EXERCISE INPUT:
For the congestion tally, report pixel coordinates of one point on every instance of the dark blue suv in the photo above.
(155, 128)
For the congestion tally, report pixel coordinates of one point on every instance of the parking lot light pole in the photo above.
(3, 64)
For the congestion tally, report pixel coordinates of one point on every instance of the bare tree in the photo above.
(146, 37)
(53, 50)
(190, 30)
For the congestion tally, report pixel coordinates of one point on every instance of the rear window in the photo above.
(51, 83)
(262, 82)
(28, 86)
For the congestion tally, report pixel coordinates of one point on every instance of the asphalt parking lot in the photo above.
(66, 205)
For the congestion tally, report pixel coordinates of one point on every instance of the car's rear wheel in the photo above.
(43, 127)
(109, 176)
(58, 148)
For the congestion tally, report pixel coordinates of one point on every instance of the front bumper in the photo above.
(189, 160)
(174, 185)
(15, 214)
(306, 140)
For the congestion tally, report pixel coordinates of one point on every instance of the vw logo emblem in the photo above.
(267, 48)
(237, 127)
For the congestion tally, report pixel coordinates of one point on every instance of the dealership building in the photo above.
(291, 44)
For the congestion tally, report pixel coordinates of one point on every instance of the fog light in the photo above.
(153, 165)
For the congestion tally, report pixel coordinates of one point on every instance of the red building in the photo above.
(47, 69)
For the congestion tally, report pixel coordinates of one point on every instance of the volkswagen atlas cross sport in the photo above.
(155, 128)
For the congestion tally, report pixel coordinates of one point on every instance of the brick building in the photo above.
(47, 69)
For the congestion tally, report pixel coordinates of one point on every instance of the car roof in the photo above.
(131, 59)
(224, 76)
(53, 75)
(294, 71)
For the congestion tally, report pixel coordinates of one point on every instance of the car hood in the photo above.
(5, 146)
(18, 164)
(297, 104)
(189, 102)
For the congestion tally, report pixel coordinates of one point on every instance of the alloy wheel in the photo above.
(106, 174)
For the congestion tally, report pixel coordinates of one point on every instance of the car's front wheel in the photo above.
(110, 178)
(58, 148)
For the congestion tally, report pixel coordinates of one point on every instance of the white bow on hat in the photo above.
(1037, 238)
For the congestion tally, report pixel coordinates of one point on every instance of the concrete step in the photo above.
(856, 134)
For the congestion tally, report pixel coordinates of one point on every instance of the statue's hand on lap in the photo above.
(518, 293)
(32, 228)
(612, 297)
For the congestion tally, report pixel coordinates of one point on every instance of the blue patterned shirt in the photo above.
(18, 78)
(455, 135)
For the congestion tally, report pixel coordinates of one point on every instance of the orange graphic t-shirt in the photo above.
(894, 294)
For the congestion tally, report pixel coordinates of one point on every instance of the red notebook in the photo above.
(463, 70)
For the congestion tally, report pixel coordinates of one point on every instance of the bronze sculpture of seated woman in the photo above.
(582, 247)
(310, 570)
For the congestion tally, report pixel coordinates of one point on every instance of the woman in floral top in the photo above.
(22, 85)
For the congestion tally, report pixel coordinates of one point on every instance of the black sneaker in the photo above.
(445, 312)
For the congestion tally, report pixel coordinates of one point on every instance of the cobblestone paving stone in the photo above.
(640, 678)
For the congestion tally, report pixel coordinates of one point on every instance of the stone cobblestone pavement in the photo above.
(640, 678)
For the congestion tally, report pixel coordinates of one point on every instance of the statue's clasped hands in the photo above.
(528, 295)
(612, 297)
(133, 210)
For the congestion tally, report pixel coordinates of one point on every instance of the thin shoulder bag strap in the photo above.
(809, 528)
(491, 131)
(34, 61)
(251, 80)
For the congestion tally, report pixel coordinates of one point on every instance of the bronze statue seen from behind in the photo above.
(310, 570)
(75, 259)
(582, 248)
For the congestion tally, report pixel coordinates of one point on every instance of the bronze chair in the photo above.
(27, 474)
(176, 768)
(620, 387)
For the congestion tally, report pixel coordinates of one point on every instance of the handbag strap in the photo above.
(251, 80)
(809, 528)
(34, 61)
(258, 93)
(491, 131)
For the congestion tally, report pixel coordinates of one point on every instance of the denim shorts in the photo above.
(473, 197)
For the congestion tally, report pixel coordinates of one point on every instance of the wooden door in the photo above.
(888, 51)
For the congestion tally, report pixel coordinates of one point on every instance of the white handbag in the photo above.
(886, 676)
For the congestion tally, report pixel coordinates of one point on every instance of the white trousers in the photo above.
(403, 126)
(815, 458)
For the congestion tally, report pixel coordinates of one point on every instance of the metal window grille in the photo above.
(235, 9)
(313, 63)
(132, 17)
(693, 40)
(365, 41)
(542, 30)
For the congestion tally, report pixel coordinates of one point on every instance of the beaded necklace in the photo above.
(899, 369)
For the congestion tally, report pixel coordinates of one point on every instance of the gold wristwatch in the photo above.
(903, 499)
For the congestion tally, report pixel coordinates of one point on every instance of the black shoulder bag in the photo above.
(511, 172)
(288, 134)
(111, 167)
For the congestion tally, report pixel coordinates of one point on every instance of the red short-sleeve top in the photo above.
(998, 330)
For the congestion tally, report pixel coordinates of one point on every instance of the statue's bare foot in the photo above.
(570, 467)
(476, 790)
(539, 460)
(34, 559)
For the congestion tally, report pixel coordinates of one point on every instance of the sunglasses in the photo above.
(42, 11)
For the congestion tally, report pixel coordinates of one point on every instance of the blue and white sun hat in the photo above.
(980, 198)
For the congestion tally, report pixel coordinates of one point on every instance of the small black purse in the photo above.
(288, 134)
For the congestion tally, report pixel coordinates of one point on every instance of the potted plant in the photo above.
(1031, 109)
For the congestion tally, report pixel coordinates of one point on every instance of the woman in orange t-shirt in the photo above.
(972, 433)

WHAT IS REQUIRED:
Pull every entry above out verbatim, keeping them in their original order.

EXERCISE ANSWER:
For the congestion tally, report pixel coordinates of one point on every instance of the dark blue suv in the photo above.
(155, 128)
For the congestion tally, report pixel coordinates of one point on every instance of the parking lot light pole in the photo above.
(3, 64)
For the congestion tally, report pixel coordinates of one point on every instance of the bare tree in the photo above.
(146, 37)
(53, 50)
(190, 30)
For the congestion tally, report pixel coordinates of one point on every instance of the rear window in the photo above.
(51, 83)
(262, 82)
(28, 86)
For the congestion tally, report pixel coordinates of one point on every instance of the asphalt parking lot in the photo above.
(66, 205)
For the congestion tally, report pixel coordinates of one point on every instance of the car's rear wheel in the photo above.
(43, 127)
(109, 176)
(58, 148)
For the congestion tally, report pixel coordinates of one point on every instance of the front bumper in the photo above.
(189, 160)
(174, 185)
(15, 214)
(306, 140)
For the congestion tally, report pixel coordinates of one point on every instance of the vw logo emblem in the photo above.
(267, 48)
(237, 127)
For the congestion tally, report pixel coordinates of one point on every instance of the dealership building in the photo above.
(291, 44)
For the congestion tally, report pixel coordinates of one point on every instance of the fog light in the photo above.
(153, 165)
For the congestion tally, report pixel coordinates of one point on every instance of the red building in the photo above.
(47, 69)
For the congestion tally, report pixel coordinates of one point on every instance of the volkswagen atlas cross sport in the photo above.
(155, 128)
For the congestion tally, report pixel coordinates of one point on every instance of the brick building in the photo above.
(47, 69)
For the congestion tally, report pixel coordinates of one point on every instance of the car roof in the photo above.
(131, 59)
(224, 76)
(53, 75)
(294, 71)
For the congestion tally, report pixel coordinates of one point on every instance of the car hood in the photo above.
(5, 146)
(18, 164)
(297, 104)
(189, 102)
For the congestion tally, report pixel coordinates of one point on every instance of the alloy wheel in the photo above.
(106, 174)
For the congestion tally, report pixel coordinates of one point on every instance of the car's front wheel in the photo above.
(110, 178)
(58, 148)
For the congestion tally, report pixel coordinates of one point on every instance of the white bow on hat in the photo above.
(1037, 238)
For the congestion tally, report pixel coordinates of one point on every instance of the concrete step in the photo above.
(856, 134)
For the congestion tally, report pixel coordinates of one point on every instance of the statue's hand on lap in the photo above.
(518, 293)
(32, 228)
(612, 297)
For the congestion tally, report pixel coordinates of one point on every instance of the blue patterned shirt in the photo above.
(18, 78)
(455, 135)
For the congestion tally, report pixel coordinates of one point on every instance of the orange graphic t-shirt in the photo above.
(894, 294)
For the congestion tally, report pixel coordinates of one point on every instance of the red notebook in the photo above.
(463, 70)
For the congestion tally, report pixel coordinates of one point on every instance of the bronze sculpture of seated woman in the photo above.
(582, 247)
(310, 570)
For the congestion tally, report pixel coordinates of one point on every instance of the woman in floral top in the photo above.
(22, 85)
For the congestion tally, report pixel coordinates of one point on every instance of the black sneaker in the photo above.
(445, 312)
For the congestion tally, report pixel coordinates of one point on every instance of the cobblestone paving stone in the photo above.
(640, 678)
For the congestion tally, report pixel coordinates of one point on every instance of the stone cobblestone pavement in the photo above.
(640, 678)
For the congestion tally, report pixel coordinates of one point on every instance of the statue's clasped hands in the photo above.
(528, 295)
(612, 297)
(133, 210)
For the congestion tally, report pixel coordinates of one point on every instance of the thin shoulder bag strap in the photo above.
(809, 528)
(491, 131)
(34, 61)
(251, 80)
For the congestion tally, report pixel coordinates of one point on every instance of the bronze statue seen from behind in the photo above.
(310, 570)
(75, 259)
(582, 248)
For the congestion tally, report pixel coordinates of one point on every instance of the bronze chair in the photo above.
(27, 474)
(176, 768)
(620, 387)
For the congestion tally, report pixel coordinates of one point on every instance of the handbag strap in the photo above.
(251, 80)
(809, 528)
(34, 61)
(258, 93)
(491, 131)
For the congestion tally, report pixel coordinates of one point on every instance of the denim shorts in the photo above.
(473, 197)
For the congestion tally, report pixel coordinates of one point on every instance of the wooden door in the photo above.
(888, 51)
For the congestion tally, report pixel coordinates of one point on every instance of the white handbag in the photo above.
(886, 676)
For the congestion tally, report pixel coordinates of one point on every instance of the white trousers in the photo above.
(403, 126)
(815, 458)
For the congestion tally, report pixel coordinates of one point on every instance of the metal window grille in the photo above.
(235, 9)
(313, 63)
(132, 17)
(693, 40)
(365, 41)
(542, 30)
For the congestion tally, report pixel coordinates of one point on every instance of the beaded necklace in the photo above.
(899, 369)
For the congestion tally, report pixel coordinates of one point on every instance of the gold wristwatch in the photo above.
(903, 499)
For the congestion tally, report pixel coordinates of one point on every instance of the black shoulder bag in the photo above.
(511, 172)
(288, 134)
(111, 167)
For the congestion tally, report pixel coordinates of one point on every instance of the red short-sleeve top in the photo above.
(998, 330)
For the congestion tally, report pixel coordinates of one point on every instance of the statue's bare foot in the photo above.
(570, 467)
(476, 790)
(539, 460)
(34, 559)
For the congestion tally, report pixel coordinates of one point on every instance of the sunglasses in the photo above.
(42, 11)
For the congestion tally, report pixel coordinates of one point on every instance of the blue and white sun hat in the photo above.
(980, 198)
For the congestion tally, report pixel coordinates of one point on every instance of the small black purse in the photo above.
(288, 134)
For the congestion tally, report pixel coordinates of one point on every instance of the potted plant in the photo above.
(1031, 109)
For the congestion tally, report pixel coordinates of one point on every instance of the woman in orange t-shirt in the photo above.
(972, 433)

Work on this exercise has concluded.